[Records for processing]:
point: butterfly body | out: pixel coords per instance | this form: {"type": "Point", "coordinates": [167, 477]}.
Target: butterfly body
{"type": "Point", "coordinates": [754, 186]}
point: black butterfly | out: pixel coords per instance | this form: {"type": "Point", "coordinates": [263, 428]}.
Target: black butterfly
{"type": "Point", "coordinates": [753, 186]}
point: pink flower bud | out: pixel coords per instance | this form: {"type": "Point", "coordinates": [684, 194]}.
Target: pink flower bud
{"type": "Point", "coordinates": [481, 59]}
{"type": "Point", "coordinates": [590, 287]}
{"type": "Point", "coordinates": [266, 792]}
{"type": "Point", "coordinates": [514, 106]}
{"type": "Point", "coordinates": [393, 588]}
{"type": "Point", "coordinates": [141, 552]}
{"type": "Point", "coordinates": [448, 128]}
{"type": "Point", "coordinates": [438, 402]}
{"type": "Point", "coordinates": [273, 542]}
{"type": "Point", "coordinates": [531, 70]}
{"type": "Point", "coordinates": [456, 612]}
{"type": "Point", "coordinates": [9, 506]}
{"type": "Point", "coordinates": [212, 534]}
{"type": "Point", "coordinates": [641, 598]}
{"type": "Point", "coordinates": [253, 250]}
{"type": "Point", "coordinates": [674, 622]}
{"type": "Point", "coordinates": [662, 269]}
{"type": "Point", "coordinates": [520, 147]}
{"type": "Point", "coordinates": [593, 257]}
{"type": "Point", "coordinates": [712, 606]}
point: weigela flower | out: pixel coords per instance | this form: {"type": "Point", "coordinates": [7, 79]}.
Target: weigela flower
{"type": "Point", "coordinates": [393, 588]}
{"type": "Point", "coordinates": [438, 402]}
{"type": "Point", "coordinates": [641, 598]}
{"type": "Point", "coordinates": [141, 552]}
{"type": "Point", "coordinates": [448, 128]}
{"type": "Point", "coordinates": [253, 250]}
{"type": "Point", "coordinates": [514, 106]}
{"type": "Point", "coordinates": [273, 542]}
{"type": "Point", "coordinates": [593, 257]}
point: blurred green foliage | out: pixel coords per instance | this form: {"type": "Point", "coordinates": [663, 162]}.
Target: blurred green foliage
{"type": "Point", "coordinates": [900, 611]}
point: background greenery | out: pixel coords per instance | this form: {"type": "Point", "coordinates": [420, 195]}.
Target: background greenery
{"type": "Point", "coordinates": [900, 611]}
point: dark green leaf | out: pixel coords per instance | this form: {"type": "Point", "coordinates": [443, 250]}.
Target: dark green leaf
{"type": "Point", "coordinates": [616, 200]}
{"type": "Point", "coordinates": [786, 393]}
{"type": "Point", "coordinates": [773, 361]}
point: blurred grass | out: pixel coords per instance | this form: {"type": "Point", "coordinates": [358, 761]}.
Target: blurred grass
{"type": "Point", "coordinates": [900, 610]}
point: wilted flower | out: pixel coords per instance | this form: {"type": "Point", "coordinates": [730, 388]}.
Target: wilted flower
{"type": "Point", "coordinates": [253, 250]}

[Stated goal]:
Return the whole listing exactly.

[Response to the task]:
point: butterfly body | out: pixel coords per instance | this form: {"type": "Point", "coordinates": [167, 477]}.
Target: butterfly body
{"type": "Point", "coordinates": [754, 186]}
point: black butterfly | out: pixel coords per instance | this form: {"type": "Point", "coordinates": [263, 428]}.
Target: black butterfly
{"type": "Point", "coordinates": [753, 186]}
point: pink flower bud | out: pixel coords per instance | this form: {"type": "Point", "coordinates": [684, 194]}.
Target: pink flower bud
{"type": "Point", "coordinates": [481, 59]}
{"type": "Point", "coordinates": [590, 287]}
{"type": "Point", "coordinates": [266, 792]}
{"type": "Point", "coordinates": [514, 106]}
{"type": "Point", "coordinates": [393, 588]}
{"type": "Point", "coordinates": [141, 552]}
{"type": "Point", "coordinates": [448, 128]}
{"type": "Point", "coordinates": [438, 402]}
{"type": "Point", "coordinates": [273, 542]}
{"type": "Point", "coordinates": [531, 70]}
{"type": "Point", "coordinates": [456, 612]}
{"type": "Point", "coordinates": [9, 506]}
{"type": "Point", "coordinates": [212, 534]}
{"type": "Point", "coordinates": [641, 598]}
{"type": "Point", "coordinates": [253, 250]}
{"type": "Point", "coordinates": [674, 622]}
{"type": "Point", "coordinates": [662, 269]}
{"type": "Point", "coordinates": [520, 147]}
{"type": "Point", "coordinates": [593, 257]}
{"type": "Point", "coordinates": [712, 606]}
point: weigela flower | out: pixel coords per instance | this form: {"type": "Point", "coordinates": [7, 79]}.
Target: weigela flower
{"type": "Point", "coordinates": [393, 588]}
{"type": "Point", "coordinates": [438, 402]}
{"type": "Point", "coordinates": [641, 598]}
{"type": "Point", "coordinates": [141, 552]}
{"type": "Point", "coordinates": [448, 128]}
{"type": "Point", "coordinates": [253, 250]}
{"type": "Point", "coordinates": [514, 106]}
{"type": "Point", "coordinates": [273, 542]}
{"type": "Point", "coordinates": [593, 257]}
point: blurred green foliage | out: pixel coords per instance | this form: {"type": "Point", "coordinates": [663, 162]}.
Target: blurred green foliage
{"type": "Point", "coordinates": [900, 611]}
point: background greenery | out: pixel coords per instance | this form: {"type": "Point", "coordinates": [420, 195]}.
Target: background greenery
{"type": "Point", "coordinates": [900, 611]}
point: dark green leaf | out: pixel coords per instance | this form: {"type": "Point", "coordinates": [443, 250]}.
Target: dark green leaf
{"type": "Point", "coordinates": [616, 200]}
{"type": "Point", "coordinates": [786, 393]}
{"type": "Point", "coordinates": [773, 361]}
point: blurred grass | out: pixel coords per instance | this form: {"type": "Point", "coordinates": [358, 761]}.
Target: blurred grass
{"type": "Point", "coordinates": [900, 610]}
point: wilted flower | out: pixel coords per instance | this form: {"type": "Point", "coordinates": [730, 388]}.
Target: wilted flower
{"type": "Point", "coordinates": [253, 250]}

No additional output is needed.